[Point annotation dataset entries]
————
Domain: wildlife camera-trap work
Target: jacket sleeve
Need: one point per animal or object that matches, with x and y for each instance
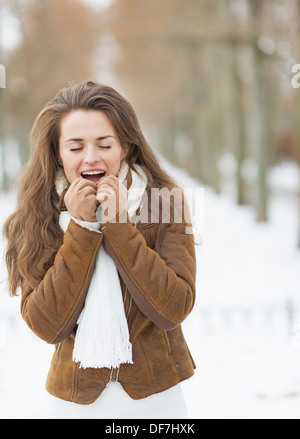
(162, 285)
(52, 308)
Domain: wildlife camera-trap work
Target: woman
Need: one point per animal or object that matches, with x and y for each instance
(103, 275)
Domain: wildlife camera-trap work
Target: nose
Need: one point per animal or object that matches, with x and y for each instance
(92, 155)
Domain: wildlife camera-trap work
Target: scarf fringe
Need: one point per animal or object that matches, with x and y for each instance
(102, 337)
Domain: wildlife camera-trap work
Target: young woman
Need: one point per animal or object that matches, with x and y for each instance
(103, 275)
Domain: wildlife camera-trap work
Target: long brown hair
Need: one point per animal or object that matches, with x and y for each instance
(33, 233)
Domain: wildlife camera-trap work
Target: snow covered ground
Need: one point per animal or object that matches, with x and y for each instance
(244, 332)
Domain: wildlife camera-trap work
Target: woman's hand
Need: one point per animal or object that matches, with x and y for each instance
(80, 200)
(112, 195)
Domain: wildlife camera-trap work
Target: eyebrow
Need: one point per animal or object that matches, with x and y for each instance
(98, 138)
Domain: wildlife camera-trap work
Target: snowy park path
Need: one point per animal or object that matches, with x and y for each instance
(240, 331)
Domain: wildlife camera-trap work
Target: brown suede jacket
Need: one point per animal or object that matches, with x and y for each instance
(158, 292)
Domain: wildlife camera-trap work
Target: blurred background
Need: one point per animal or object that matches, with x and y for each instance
(213, 87)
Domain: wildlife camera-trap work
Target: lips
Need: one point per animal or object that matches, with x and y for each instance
(93, 175)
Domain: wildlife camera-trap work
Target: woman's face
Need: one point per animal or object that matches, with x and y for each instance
(88, 146)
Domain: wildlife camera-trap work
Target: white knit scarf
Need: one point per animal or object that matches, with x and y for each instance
(102, 337)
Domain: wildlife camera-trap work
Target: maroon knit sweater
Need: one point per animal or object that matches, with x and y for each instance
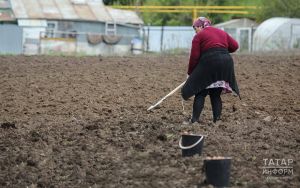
————
### Your goal:
Find each line in the entries above that contains the word "brown", and copy every such line in full.

### Output for this task:
Target: long brown hair
Target: brown suede jacket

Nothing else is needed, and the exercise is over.